### TEXT PROVIDED:
An effort had been made in 1846, when Lord John Russell was first lord of the treasury, to procure a pension for Dr. Dick, which did not succeed. The memorial presented to his lordship was drawn up by P.H. Thoms, Esq., afterwards provost of Dundee, and was subscribed by Lord Duncan, Lord Kinniard, G. Duncan, Esq., M.P. for Dundee, and about half-a-dozen other official persons in that neighbourhood. Another memorial was subsequently laid before Lord John, backed by Hon. Fox Maule (eleventh earl of Dalhousie), and Mr., afterwards, Sir Francis Peto, M.P. In 1847 the application was renewed, and this time it was successful, £50 per annum having been then awarded to him. After his death it was continued to his widow. Dr. Livingstone, the celebrated traveller and missionary in Africa, in his interesting narrative, speaks very gratefully of Dick’s ‘Philosophy of Religion,’ and ‘Philosophy of a Future State,’ which he read in his youth, when a factory boy in Glasgow.

Dr. Dick died July 29, 1857, at the age of 83. His principal works are:

The Christian Philosopher, 2 vols, 1827. 10th edition, 1856.
The Philosophy of Religion; or an Illustration of the Moral Laws of the Universe. Several editions.
The Philosophy of a Future State. 1828.
The Improvement of Society by the diffusion of Knowledge; or an Illustration of the Advantages which would result from a general dissemination of rational and scientific knowledge among all ranks; with engravings.
The Mental Illumination and Moral Improvement of Mankind; or an Inquiry into the means by which a general diffusion of knowledge may be promoted; with engravings. This work illustrates, among other topics, an outline of moral and intellectual education.
Christian Beneficence contrasted with Covetousness, illustrating the means by which the world may be regenerated.
Celestial Scenery; or the Wonders of the Planetary System displayed, illustrating the perfections of Deity and a plurality of worlds. London, 1837.
The Sidereal Heavens, and other subjects connected with Astronomy, as illustrative of the character of the Deity and of an infinity of worlds. London, 1840, 12mo. 4th edition, London, 1840, 12mo.
The Practical Astronomer, comprising illustrations of Light and Colours – a practical description of all kinds of Telescopes – the use of the Equatorial, Transit, Circular, and other Astronomical Instruments – a particular account of the Earl of Rossie’s large Telescopes – and other topics connected with Astronomy. 100 cuts, 570 pages. London, 1845, 12mo.
The Solar System, adapted to beginners.
The Atmosphere, and Atmospherical Phenomena, with cuts, 192 pages.
Besides a variety of communications in literary, philosophical, and theological journals, which would occupy two moderate-sized volumes; and two or three lectures, published separately. Most of his works have gone through several editions.

### WHAT THE TASK ASKS:
Copy everything from "The Improvement of" down to "worlds. London, 1837." in the passage on Dr. Dick, replacing "engravings" with "illustrations".

### THE DATA:
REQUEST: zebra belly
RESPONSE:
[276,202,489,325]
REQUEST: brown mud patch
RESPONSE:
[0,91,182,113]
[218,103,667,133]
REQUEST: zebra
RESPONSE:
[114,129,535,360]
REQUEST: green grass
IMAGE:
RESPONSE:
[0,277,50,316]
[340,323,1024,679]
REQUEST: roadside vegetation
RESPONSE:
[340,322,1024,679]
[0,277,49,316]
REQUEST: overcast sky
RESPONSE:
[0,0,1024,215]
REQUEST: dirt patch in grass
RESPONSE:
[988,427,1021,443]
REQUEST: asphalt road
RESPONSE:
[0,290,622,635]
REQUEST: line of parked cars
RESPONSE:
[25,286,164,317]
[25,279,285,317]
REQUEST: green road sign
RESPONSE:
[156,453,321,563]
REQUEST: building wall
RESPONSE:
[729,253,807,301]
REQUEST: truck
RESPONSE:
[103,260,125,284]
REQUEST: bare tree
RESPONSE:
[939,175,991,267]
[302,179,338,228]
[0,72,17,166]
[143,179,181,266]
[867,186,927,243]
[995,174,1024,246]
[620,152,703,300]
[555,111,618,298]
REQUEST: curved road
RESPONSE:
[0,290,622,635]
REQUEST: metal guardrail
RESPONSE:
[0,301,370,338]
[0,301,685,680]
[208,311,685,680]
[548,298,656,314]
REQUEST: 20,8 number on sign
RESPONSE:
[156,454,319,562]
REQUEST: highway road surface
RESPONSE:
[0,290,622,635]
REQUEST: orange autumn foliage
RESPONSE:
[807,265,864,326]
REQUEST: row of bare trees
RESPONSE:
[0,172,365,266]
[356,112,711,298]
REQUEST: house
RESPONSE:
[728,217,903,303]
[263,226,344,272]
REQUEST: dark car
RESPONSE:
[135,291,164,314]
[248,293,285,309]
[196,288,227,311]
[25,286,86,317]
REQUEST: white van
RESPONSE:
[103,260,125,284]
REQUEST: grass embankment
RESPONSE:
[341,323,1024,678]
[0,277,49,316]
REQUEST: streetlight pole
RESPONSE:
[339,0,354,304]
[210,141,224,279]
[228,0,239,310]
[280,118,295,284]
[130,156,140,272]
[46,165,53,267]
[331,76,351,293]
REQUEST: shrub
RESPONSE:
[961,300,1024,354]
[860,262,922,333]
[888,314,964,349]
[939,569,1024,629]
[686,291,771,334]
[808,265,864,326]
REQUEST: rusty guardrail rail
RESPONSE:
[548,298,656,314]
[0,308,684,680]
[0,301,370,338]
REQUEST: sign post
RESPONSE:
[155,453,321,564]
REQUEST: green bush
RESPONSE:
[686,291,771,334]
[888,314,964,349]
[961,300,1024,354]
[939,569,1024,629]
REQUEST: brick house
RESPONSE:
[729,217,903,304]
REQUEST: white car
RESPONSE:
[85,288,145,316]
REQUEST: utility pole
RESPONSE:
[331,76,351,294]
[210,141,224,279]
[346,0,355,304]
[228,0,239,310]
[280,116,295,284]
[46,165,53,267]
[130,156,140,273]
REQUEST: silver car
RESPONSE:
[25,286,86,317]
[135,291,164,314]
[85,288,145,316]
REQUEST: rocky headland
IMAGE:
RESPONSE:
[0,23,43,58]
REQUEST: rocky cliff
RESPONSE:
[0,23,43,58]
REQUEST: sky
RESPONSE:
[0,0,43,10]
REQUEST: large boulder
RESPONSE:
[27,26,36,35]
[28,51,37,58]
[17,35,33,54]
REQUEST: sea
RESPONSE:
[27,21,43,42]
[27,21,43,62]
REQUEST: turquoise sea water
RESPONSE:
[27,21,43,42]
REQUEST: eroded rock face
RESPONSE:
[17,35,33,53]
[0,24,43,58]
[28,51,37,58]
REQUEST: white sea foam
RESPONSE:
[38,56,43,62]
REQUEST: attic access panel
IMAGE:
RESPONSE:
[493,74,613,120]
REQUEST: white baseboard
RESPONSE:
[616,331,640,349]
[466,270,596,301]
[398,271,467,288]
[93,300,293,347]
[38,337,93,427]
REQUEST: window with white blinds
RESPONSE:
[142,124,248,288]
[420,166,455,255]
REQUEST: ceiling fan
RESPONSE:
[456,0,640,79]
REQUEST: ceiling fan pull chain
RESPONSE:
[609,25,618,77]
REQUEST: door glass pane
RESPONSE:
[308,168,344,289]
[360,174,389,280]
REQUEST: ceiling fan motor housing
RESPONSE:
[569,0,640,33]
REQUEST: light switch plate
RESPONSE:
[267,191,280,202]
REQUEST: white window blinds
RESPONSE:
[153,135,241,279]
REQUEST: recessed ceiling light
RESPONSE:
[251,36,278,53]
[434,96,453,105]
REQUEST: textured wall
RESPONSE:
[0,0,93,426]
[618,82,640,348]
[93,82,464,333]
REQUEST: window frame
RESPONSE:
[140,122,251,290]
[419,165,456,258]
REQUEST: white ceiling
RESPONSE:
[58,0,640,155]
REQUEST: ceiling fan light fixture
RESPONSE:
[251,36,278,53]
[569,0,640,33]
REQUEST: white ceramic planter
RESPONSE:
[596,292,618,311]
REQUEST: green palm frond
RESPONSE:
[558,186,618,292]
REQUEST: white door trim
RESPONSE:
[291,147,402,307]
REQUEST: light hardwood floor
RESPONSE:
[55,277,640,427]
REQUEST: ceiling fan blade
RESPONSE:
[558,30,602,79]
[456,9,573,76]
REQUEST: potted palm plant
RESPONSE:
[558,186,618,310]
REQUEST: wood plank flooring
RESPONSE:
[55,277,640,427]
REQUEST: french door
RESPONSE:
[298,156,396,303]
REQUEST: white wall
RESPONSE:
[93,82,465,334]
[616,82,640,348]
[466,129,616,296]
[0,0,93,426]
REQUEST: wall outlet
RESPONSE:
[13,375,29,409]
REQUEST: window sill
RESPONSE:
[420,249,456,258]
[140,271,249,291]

### ANSWER TO THIS TASK:
The Improvement of Society by the diffusion of Knowledge; or an Illustration of the Advantages which would result from a general dissemination of rational and scientific knowledge among all ranks; with illustrations.
The Mental Illumination and Moral Improvement of Mankind; or an Inquiry into the means by which a general diffusion of knowledge may be promoted; with illustrations. This work illustrates, among other topics, an outline of moral and intellectual education.
Christian Beneficence contrasted with Covetousness, illustrating the means by which the world may be regenerated.
Celestial Scenery; or the Wonders of the Planetary System displayed, illustrating the perfections of Deity and a plurality of worlds. London, 1837.